:: Exercise material

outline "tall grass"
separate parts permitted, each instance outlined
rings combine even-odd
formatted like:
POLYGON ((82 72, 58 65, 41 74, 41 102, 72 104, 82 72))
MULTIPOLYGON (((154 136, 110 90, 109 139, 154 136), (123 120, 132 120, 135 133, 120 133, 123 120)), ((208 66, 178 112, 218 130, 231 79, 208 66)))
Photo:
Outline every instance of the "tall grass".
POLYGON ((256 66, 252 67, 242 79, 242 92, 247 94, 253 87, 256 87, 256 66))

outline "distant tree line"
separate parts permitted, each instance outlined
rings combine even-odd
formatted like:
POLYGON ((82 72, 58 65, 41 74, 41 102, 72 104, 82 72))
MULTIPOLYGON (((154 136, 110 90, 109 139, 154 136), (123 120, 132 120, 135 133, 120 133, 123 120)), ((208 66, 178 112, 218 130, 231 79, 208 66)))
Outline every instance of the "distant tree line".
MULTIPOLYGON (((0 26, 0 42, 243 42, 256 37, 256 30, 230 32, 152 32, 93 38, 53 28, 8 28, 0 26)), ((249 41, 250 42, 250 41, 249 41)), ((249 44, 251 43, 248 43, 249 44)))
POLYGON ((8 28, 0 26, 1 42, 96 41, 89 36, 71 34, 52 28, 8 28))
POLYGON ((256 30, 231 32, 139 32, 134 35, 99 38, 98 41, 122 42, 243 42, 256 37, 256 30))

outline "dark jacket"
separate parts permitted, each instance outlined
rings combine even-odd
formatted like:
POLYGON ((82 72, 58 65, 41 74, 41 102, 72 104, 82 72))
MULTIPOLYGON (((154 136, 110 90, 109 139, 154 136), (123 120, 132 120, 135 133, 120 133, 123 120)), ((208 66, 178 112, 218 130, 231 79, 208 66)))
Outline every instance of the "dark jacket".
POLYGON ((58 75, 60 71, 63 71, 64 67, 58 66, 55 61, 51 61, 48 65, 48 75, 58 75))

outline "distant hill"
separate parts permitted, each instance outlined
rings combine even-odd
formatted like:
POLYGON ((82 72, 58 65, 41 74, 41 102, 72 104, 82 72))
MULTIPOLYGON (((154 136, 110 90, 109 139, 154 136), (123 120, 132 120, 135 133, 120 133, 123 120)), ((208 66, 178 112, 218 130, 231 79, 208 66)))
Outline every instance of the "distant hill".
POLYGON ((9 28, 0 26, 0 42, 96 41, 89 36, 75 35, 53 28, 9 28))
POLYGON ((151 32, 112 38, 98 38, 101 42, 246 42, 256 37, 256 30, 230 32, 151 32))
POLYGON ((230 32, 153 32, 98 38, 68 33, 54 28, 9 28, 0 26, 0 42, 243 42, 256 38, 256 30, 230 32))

::::

Copy out word for word every line of the dataset items from the first line through the line containing "POLYGON ((58 75, 60", including both of those lines.

outline "tall grass"
separate parts permitted, each instance outlined
rings combine even-odd
formatted like:
POLYGON ((82 72, 58 65, 41 74, 41 102, 72 104, 82 72))
MULTIPOLYGON (((154 136, 110 90, 109 139, 154 136), (123 120, 132 120, 135 133, 120 133, 123 120)), ((208 66, 178 112, 218 130, 231 79, 208 66)))
Photo:
Outline every instance of the "tall grass".
POLYGON ((256 66, 252 67, 242 79, 242 92, 247 94, 253 87, 256 87, 256 66))

outline "distant tree line"
separate parts permitted, each instance outlined
rings combine even-odd
formatted like:
POLYGON ((82 72, 58 65, 41 74, 41 102, 72 104, 82 72))
MULTIPOLYGON (((154 136, 110 90, 109 139, 154 136), (123 120, 132 120, 135 133, 120 133, 123 120)), ((208 66, 178 112, 218 130, 231 79, 208 66)))
Outline every instance of the "distant tree line".
MULTIPOLYGON (((0 26, 0 42, 243 42, 256 37, 256 30, 230 32, 152 32, 93 38, 53 28, 8 28, 0 26)), ((249 41, 250 42, 250 41, 249 41)), ((249 44, 251 43, 248 43, 249 44)))
POLYGON ((8 28, 0 26, 1 42, 96 41, 89 36, 71 34, 52 28, 8 28))
POLYGON ((256 30, 231 32, 139 32, 134 35, 99 38, 98 41, 122 42, 243 42, 256 37, 256 30))

outline "dark jacket"
separate parts permitted, each instance outlined
rings combine even-odd
formatted like:
POLYGON ((82 72, 58 65, 41 74, 41 102, 72 104, 82 72))
MULTIPOLYGON (((154 136, 110 90, 109 139, 154 136), (123 120, 132 120, 135 133, 120 133, 123 120)), ((208 66, 178 112, 218 130, 231 79, 208 66)))
Outline every instance of the "dark jacket".
POLYGON ((58 75, 60 71, 63 71, 64 67, 58 66, 55 61, 51 61, 48 65, 48 75, 58 75))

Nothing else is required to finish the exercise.